On principle, I refuse to take that route. I believe an elected representative is entitled to receive answers to all matters of public business. I accept no authority on the part of staff to deny a reasonable request for information.

Respect for privacy of individuals who work or have worked for the municipality and protecting the interest of the municipality are of course, a given.

My correspondent notes his response from the Town was dated from December 1st 2006.

That was the first day of this term of office.

Mr. Mascarin did not appear on the scene until the question of a by-election had to be decided.I believe in the Spring of 2008.

I challenged the Clerk of the day, Provincial legislation takes precedence over Municipal Bylaws.

He knew I was right. But apparently he chose to obtain a legal opinion rather than risk the wrath of the presiding member.

Mr. Mascarin's was the resource he used. They had worked to-gether in the Town of Markham years before.

The lawyer's first letter was short and to the point. It supported my contention.

The power asked for further expansion.

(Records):
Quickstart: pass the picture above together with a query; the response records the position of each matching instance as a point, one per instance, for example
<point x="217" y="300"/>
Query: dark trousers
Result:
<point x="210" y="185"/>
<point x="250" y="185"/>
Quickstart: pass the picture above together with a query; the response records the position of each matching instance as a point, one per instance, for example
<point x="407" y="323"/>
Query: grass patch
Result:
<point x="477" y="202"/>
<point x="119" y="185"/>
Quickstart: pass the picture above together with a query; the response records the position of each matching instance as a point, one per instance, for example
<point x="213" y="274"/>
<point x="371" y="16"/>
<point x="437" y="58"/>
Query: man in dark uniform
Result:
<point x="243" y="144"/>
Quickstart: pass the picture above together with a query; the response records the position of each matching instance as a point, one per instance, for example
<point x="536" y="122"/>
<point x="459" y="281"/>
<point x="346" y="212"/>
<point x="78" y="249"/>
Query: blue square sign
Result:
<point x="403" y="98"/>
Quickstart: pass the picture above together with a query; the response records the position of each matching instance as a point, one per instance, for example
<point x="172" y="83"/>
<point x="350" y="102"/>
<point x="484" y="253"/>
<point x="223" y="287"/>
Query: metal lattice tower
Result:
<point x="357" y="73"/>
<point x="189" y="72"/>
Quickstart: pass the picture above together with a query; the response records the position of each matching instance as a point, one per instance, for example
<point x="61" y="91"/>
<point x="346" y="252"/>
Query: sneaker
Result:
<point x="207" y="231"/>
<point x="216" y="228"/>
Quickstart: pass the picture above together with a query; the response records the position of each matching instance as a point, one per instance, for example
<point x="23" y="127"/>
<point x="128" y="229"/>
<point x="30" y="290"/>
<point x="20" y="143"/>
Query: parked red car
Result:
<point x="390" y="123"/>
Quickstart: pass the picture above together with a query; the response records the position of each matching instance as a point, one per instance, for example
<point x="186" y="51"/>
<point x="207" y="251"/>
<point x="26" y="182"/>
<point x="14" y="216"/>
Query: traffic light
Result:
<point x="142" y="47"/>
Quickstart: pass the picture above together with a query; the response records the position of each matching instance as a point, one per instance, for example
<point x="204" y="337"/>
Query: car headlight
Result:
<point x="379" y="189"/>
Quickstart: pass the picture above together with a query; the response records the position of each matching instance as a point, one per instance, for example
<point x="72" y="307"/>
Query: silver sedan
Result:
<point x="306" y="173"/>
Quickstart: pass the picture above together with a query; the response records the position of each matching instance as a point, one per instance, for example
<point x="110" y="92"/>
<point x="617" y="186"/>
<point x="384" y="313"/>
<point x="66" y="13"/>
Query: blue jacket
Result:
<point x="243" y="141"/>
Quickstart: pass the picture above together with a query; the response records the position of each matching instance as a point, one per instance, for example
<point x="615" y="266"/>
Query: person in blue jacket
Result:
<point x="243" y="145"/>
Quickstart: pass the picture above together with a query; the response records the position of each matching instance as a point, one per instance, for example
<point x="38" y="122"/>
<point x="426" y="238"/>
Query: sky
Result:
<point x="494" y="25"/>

(GOALS):
A – Summarize the text about an elected representative's access to information in two sentences.
B – Find every row that contains the word "dark" and copy each of those rows.
These rows have no connection to the text about an elected representative's access to information.

(RESPONSES BY TASK):
A – The writer holds that an elected representative is entitled to answers on all matters of public business and accepts no authority on the part of staff to deny a reasonable request for information. After the writer challenged the Clerk that provincial legislation takes precedence over municipal bylaws, the Clerk obtained a legal opinion from Mr. Mascarin, whose first letter supported the writer's contention.

B –
Query: dark trousers
Query: man in dark uniform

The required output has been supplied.